■ **EXCERPT PROVIDED**:
* begin *

After World War Two in the UK and later in New Zealand child centred education regained centre stage at the primary levels. Elwyn Richardson's inspirational book, 'In the Early World ' was published during this time.In the 1970 an 'open education movement' continued the trend but eventually, by the 1980S, they were all replaced by more traditional programmes.

It seemed, with the introduction of the New Zealand Curriculum in 2007 student centred learning things were changing.

Then along came the standards and creativity once again is now at risk.

Standardisation is to replace personalisation.


Creative educators place great emphasis on assisting students to interpret their own and class experiences through their senses and their imagination and, following any experience, to express what they have discovered. The concept of valuing student's 'voice' and identity is vital - standardisation asks the opposite as students are measured against imposed standards.

Such creative teaching is already rare in our primary schools.

In creative schools students learn how to interpret any experience through a range of frameworks ( learning areas) - as in their preschool years all learning is integrated.

Literacy and numeracy are seen as important but as a means to an end. Today Primary classrooms focus almost all their energy on these two areas and the introduction of standards will just cement this bias. Any idea of multiple intelligences is bi and large ignored. Students succeed or fail on their ability in literacy and numeracy only .

How to interpret experiences using a range of frameworks - to see as an artist, a scientist, a poet, a writer , a mathematician, a musician, a dancer, a historian - all must be taught. It is such areas that students will find their passions ; area of exploration that those involved feel deeply.

By doing 'fewer things well', with the assistance of 'teachers as creative coaches', students learn the importance of effort and perseverance, the to and fro of the creative process, and the intrinsic satisfaction of 'doing things well'. Creative teachers believe that through such intrinsic success students attitudes can be transformed - with sensitive teaching all students can gain a 'feeling for' whatever they are doing.

Standards will tell teachers nothing about students' attitudes -and they are to be limited to reading, writing and mathematics. Learning cannot be limited to water tight compartments.

* end *

(Entries in the collection)

* begin *

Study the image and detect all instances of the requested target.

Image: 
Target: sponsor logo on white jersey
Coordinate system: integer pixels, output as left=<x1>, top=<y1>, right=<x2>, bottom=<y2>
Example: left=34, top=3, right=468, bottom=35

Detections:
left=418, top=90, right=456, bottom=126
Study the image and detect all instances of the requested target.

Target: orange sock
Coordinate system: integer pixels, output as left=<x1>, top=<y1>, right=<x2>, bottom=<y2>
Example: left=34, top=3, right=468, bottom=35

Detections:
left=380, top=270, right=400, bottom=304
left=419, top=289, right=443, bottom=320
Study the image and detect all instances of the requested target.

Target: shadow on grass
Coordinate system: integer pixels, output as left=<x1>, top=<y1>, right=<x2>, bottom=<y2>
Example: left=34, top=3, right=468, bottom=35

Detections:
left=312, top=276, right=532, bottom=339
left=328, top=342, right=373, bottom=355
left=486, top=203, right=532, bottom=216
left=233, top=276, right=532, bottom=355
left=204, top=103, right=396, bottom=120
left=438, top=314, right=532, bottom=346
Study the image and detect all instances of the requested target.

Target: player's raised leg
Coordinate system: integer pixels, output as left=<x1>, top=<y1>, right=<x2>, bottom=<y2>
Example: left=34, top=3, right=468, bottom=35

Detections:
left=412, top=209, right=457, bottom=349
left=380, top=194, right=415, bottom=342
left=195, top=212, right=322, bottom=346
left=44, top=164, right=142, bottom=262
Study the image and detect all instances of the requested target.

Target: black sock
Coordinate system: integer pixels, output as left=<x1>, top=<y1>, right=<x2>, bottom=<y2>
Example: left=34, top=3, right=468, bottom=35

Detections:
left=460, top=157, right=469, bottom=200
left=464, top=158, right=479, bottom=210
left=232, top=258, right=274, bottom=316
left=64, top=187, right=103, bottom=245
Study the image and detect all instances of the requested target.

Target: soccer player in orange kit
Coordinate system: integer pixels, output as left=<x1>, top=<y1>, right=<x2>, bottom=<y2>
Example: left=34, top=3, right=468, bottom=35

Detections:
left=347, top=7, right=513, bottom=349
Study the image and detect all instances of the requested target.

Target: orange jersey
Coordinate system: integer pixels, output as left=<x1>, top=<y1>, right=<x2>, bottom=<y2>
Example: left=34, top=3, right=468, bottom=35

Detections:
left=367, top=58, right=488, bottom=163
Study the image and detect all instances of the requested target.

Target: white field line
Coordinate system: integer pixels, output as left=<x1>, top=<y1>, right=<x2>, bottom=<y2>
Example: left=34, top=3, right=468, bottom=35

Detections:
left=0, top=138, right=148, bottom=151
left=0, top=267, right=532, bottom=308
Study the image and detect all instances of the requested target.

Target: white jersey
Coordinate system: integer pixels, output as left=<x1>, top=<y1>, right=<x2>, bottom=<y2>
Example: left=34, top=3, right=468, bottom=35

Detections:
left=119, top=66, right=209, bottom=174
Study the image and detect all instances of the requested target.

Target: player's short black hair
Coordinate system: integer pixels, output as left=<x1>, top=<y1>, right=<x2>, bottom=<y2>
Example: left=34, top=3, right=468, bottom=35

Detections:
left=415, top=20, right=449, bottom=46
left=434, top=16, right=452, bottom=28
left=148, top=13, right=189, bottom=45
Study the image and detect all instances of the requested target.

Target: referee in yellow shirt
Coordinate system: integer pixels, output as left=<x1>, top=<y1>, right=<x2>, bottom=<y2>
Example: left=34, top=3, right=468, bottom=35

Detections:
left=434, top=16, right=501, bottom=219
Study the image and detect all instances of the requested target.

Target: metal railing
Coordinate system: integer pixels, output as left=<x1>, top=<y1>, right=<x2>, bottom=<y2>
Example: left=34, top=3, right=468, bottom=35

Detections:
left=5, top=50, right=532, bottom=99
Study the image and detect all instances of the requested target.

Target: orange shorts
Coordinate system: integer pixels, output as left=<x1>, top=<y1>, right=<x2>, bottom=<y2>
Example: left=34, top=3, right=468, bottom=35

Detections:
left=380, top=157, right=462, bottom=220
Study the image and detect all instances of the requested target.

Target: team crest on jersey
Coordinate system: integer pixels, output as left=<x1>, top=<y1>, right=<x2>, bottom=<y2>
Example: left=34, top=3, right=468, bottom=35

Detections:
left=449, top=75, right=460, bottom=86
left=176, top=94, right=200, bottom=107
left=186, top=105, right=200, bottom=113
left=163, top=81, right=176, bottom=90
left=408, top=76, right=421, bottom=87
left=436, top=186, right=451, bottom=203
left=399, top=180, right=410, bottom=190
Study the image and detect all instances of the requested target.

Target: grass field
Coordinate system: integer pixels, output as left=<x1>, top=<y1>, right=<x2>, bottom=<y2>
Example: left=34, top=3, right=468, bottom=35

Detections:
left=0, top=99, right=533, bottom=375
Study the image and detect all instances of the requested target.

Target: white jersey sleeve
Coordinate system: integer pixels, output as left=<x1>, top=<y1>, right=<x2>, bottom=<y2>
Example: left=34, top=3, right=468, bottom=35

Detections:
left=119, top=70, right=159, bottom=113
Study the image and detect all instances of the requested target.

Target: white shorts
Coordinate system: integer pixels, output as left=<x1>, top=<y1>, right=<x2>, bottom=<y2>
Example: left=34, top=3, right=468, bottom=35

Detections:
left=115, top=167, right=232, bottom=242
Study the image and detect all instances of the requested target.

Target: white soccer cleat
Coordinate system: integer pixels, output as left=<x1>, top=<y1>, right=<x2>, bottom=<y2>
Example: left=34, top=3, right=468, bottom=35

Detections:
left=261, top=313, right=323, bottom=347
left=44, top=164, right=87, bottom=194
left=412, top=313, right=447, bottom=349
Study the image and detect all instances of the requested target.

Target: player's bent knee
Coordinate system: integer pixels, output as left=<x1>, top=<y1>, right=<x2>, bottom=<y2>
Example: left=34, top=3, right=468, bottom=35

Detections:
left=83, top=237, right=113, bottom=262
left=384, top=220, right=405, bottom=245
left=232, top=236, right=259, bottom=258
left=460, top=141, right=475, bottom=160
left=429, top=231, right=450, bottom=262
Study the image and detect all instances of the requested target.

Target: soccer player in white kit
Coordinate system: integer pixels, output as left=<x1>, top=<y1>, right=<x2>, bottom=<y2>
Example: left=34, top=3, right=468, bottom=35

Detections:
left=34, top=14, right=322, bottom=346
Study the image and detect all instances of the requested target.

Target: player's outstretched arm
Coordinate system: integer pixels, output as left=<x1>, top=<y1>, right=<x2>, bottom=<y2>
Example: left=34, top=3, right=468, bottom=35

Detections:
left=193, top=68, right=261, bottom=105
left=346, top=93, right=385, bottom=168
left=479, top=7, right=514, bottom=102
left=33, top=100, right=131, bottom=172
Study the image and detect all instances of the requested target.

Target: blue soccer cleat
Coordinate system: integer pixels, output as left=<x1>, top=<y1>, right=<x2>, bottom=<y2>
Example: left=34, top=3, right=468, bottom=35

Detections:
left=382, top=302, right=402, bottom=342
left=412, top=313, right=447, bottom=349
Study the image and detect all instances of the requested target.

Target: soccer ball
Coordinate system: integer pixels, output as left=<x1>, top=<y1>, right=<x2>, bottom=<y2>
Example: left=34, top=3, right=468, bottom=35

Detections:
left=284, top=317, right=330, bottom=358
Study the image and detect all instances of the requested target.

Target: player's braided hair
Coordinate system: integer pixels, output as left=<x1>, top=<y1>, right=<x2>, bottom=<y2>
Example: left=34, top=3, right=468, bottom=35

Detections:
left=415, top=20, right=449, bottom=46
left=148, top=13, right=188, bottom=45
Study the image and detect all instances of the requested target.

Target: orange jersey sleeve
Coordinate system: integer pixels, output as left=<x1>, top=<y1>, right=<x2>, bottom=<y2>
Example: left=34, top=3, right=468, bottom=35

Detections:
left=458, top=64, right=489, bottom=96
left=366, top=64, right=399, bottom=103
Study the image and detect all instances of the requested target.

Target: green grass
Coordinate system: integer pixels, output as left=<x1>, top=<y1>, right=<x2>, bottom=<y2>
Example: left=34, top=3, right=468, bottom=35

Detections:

* end *

■ **WHAT IS ASKED**:
1 - Summarize the piece on creative teaching and standards in two sentences.
2 - Please answer these questions using the piece on creative teaching and standards:
(a) What is the title of Elwyn Richardson's book?
(b) In what year was the New Zealand Curriculum introduced?
(c) Which three subjects will the standards be limited to?

■ **ANSWERS IN ORDER**:
1 - After World War Two, child-centered education regained center stage in primary schools in the UK and later New Zealand, but the arrival of standards now puts creativity at risk again as standardization replaces personalization. Creative teaching values students' voice and identity and integrates learning across many frameworks, while standards measure students against imposed benchmarks, say nothing about their attitudes, and are limited to reading, writing and mathematics.

2 -
(a) In the Early World
(b) 2007
(c) Reading, writing and mathematics